● **AIM OF THE EXERCISE**: Can you write out the rows from the start through the line with "325,243,478,400", replacing "BBoxGrounder" with "BoxFinder" and keeping everything else the same?
BEGIN PROVIDED RECORDS
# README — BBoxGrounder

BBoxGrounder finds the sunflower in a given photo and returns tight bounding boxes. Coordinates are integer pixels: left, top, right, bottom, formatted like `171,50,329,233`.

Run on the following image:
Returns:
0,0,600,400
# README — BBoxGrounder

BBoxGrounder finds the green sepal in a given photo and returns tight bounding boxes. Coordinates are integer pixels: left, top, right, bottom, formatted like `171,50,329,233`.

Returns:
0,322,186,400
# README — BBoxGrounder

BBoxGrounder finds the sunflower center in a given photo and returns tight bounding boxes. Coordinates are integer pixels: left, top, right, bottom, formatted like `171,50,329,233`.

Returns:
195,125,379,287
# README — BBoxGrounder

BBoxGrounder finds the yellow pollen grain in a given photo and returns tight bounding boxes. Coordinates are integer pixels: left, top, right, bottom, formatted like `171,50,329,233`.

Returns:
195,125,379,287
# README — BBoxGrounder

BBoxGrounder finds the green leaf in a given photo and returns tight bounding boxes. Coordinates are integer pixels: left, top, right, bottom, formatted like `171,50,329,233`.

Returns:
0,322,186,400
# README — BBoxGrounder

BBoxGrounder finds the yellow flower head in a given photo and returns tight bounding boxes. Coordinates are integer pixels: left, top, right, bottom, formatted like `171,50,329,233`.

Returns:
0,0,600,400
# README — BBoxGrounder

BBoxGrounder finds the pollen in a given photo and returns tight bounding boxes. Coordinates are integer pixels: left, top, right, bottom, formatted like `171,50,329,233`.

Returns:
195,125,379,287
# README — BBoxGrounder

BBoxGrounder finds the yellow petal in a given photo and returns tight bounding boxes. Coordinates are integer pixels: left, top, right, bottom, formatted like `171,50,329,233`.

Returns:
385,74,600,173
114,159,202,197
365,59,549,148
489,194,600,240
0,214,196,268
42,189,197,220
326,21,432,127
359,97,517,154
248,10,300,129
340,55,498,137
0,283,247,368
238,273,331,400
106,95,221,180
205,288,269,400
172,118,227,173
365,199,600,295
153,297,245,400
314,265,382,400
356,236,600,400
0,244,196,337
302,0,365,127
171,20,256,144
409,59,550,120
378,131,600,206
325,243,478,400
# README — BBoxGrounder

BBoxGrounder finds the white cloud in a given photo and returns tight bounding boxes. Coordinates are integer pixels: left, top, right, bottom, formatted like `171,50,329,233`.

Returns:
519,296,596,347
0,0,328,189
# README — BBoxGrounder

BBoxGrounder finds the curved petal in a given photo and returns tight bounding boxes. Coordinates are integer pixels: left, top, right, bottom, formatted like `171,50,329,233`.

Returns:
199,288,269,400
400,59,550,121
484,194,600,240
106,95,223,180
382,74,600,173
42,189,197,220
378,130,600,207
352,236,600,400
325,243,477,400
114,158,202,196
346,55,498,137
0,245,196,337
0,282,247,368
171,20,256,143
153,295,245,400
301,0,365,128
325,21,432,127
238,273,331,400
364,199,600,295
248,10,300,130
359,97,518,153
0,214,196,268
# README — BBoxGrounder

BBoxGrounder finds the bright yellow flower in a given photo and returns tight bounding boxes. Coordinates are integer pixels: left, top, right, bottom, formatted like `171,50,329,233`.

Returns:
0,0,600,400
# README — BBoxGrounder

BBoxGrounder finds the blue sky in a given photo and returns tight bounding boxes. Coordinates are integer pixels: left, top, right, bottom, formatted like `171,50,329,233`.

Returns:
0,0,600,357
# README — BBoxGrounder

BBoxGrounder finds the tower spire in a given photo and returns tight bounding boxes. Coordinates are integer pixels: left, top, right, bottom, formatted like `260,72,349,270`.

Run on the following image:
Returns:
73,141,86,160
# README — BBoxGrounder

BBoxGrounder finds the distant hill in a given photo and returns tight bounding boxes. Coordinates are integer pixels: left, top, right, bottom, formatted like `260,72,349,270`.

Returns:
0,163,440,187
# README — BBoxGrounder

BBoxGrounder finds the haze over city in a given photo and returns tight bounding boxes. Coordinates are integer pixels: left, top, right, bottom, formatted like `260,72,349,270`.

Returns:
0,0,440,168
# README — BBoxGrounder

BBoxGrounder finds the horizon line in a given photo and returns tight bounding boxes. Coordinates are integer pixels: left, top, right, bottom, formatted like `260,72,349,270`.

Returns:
END PROVIDED RECORDS
● **RESULT OF THE EXERCISE**:
# README — BoxFinder

BoxFinder finds the sunflower in a given photo and returns tight bounding boxes. Coordinates are integer pixels: left, top, right, bottom, formatted like `171,50,329,233`.

Run on the following image:
Returns:
0,0,600,400
# README — BoxFinder

BoxFinder finds the green sepal in a given photo and returns tight bounding boxes. Coordinates are integer pixels: left, top, right, bottom, formatted like `171,50,329,233`.

Returns:
0,322,186,400
# README — BoxFinder

BoxFinder finds the sunflower center in a given photo and returns tight bounding boxes. Coordinates are integer pixels: left, top, right, bottom, formatted like `171,50,329,233`.

Returns:
195,125,379,287
# README — BoxFinder

BoxFinder finds the yellow pollen grain in a given photo and returns tight bounding boxes. Coordinates are integer pixels: left, top, right, bottom, formatted like `171,50,329,233`.

Returns:
195,125,379,287
# README — BoxFinder

BoxFinder finds the green leaf in a given photo and returns tight bounding boxes. Coordinates are integer pixels: left, top, right, bottom, formatted like `171,50,329,233`.

Returns:
0,322,186,400
# README — BoxFinder

BoxFinder finds the yellow flower head in a given photo and returns tight bounding boxes. Coordinates are integer pixels: left, top, right, bottom, formatted like `171,50,329,233`.

Returns:
0,0,600,400
# README — BoxFinder

BoxFinder finds the pollen in a given photo and returns tight bounding boxes. Coordinates are integer pixels: left, top, right, bottom, formatted like `171,50,329,233`.

Returns:
195,125,379,287
# README — BoxFinder

BoxFinder finds the yellow petal in a given photo and returns tight bounding boxes. Coordinates are integer pixels: left, top, right, bottom, formatted like `171,50,329,233`.

Returns:
385,74,600,173
114,159,202,197
365,59,549,148
489,194,600,240
0,214,196,268
42,189,197,220
326,21,432,127
359,97,517,154
248,10,300,129
340,55,498,137
0,283,247,368
238,273,331,400
106,95,221,180
205,288,269,400
172,118,227,173
365,199,600,295
153,297,245,400
314,265,382,400
356,236,600,400
0,244,196,337
302,0,365,127
171,20,256,144
409,59,550,120
378,131,600,206
325,243,478,400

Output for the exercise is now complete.